╭─ EXERCISE DATA

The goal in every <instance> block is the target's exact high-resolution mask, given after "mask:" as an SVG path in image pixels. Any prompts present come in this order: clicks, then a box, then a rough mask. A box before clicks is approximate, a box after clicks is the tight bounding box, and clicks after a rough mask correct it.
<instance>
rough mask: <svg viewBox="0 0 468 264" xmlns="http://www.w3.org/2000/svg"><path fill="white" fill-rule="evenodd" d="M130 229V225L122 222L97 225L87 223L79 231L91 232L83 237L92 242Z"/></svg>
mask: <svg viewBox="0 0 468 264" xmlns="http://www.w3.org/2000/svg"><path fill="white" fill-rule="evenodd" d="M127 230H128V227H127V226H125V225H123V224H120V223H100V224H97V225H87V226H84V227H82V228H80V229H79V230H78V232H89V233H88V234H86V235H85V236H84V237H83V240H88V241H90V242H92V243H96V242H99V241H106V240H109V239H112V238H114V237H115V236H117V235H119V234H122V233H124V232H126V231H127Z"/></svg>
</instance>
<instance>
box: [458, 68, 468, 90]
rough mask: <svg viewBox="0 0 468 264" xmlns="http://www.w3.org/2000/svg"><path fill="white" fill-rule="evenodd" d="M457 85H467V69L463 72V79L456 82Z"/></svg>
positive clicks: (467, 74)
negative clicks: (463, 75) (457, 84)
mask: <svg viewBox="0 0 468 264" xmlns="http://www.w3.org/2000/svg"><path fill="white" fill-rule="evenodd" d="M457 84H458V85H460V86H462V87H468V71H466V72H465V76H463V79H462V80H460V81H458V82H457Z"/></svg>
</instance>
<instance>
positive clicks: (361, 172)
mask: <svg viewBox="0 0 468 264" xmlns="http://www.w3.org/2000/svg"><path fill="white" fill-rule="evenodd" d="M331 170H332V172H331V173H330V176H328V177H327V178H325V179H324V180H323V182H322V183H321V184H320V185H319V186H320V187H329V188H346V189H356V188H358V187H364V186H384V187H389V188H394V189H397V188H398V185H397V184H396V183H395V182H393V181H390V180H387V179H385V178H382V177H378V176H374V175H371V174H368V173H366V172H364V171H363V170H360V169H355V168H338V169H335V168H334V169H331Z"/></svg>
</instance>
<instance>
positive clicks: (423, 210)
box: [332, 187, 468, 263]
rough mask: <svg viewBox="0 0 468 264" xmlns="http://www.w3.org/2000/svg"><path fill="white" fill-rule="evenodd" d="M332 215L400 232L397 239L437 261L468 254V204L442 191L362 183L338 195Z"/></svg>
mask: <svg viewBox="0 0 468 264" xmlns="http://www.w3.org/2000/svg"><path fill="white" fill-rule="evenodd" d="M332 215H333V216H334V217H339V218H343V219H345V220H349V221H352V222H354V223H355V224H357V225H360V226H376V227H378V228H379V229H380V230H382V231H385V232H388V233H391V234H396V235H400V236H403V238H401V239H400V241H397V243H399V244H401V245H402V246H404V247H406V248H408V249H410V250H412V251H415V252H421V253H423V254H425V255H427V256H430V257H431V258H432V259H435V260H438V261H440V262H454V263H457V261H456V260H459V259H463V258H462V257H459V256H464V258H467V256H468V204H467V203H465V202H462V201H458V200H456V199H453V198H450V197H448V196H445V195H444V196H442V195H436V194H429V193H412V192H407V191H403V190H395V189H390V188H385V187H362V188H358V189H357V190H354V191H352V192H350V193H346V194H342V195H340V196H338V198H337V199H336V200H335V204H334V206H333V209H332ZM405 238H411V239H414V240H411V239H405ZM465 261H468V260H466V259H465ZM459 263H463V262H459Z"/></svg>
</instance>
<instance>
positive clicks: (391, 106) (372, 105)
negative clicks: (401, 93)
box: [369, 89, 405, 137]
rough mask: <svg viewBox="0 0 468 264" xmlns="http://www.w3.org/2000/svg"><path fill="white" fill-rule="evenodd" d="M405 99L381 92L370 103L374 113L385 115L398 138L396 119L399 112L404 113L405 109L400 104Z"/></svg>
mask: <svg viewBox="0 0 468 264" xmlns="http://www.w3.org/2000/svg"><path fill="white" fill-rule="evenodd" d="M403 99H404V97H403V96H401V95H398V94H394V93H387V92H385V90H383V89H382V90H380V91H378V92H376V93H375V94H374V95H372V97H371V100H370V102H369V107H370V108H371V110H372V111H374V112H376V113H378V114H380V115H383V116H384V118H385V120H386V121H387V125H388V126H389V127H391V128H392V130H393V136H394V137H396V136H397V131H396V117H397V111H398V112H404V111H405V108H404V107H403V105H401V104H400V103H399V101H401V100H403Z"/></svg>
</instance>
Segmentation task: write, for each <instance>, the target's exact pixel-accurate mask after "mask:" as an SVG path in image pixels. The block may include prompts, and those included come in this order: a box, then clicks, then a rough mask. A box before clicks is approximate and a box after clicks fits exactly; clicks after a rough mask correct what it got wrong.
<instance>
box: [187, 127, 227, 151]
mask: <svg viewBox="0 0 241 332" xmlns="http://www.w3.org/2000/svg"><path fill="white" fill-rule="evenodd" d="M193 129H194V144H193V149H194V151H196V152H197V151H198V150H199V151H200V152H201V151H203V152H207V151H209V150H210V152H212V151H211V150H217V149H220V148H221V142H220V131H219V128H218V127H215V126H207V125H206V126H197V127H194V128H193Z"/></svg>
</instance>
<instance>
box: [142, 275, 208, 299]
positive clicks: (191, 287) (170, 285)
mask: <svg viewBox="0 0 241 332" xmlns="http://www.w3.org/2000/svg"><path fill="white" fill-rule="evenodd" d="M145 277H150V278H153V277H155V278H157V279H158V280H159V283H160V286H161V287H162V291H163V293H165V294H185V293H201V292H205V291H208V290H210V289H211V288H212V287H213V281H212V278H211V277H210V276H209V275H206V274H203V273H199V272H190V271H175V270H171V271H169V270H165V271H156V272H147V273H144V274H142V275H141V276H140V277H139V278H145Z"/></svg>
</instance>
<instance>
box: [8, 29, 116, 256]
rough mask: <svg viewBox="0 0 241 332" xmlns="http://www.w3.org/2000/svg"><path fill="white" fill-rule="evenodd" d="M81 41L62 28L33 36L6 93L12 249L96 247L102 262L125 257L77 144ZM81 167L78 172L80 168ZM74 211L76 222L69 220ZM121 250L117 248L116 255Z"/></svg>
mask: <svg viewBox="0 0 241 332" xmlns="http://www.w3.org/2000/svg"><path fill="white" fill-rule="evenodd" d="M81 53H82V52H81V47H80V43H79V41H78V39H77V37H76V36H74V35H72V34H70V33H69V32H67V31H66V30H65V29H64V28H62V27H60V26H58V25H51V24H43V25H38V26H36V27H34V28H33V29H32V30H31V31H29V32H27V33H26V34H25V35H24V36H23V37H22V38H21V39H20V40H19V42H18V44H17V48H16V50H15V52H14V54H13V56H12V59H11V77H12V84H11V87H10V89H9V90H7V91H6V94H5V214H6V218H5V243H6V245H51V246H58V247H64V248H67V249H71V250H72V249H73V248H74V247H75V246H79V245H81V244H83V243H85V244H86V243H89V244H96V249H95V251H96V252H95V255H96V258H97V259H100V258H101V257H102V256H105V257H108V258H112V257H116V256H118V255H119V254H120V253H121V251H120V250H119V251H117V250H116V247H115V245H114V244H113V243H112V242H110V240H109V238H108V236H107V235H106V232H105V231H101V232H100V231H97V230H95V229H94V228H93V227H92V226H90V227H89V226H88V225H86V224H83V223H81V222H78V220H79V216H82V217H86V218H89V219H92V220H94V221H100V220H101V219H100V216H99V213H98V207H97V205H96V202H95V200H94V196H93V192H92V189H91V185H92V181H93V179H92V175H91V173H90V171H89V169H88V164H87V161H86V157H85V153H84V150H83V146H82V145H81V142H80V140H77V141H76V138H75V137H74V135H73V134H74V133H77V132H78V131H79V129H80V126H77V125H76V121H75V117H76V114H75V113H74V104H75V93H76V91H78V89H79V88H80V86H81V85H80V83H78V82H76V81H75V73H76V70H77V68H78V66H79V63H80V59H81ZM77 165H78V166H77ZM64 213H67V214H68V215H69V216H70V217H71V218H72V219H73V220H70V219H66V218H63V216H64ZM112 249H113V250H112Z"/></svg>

╰─

**ABOUT THIS TASK:** Would you copy out exactly the lines above that start at the one containing "Segmentation task: write, for" and end at the one containing "box: [8, 29, 116, 256]", inclusive?

**ANSWER FOR THE TASK:**
Segmentation task: write, for each <instance>, the target's exact pixel-accurate mask after "mask:" as an SVG path in image pixels. The block may include prompts, and those included come in this order: a box, then clicks, then a rough mask. A box before clicks is approximate and a box after clicks fits exactly; clicks after a rough mask correct what it got wrong.
<instance>
box: [187, 127, 227, 151]
mask: <svg viewBox="0 0 241 332" xmlns="http://www.w3.org/2000/svg"><path fill="white" fill-rule="evenodd" d="M193 129H194V144H193V149H194V151H196V152H197V151H198V150H199V151H200V152H201V151H203V152H207V151H209V150H210V152H212V151H211V150H217V149H220V148H221V142H220V131H219V128H218V127H215V126H207V125H206V126H197V127H194V128H193Z"/></svg>
</instance>
<instance>
box: [142, 275, 208, 299]
positive clicks: (191, 287) (170, 285)
mask: <svg viewBox="0 0 241 332" xmlns="http://www.w3.org/2000/svg"><path fill="white" fill-rule="evenodd" d="M145 277H150V278H153V277H155V278H157V279H158V280H159V283H160V286H161V287H162V291H163V293H165V294H185V293H201V292H205V291H208V290H210V289H211V288H212V287H213V281H212V278H211V277H210V276H209V275H206V274H203V273H199V272H190V271H175V270H171V271H169V270H165V271H156V272H147V273H144V274H142V275H141V276H140V277H139V278H145Z"/></svg>
</instance>
<instance>
box: [8, 29, 116, 256]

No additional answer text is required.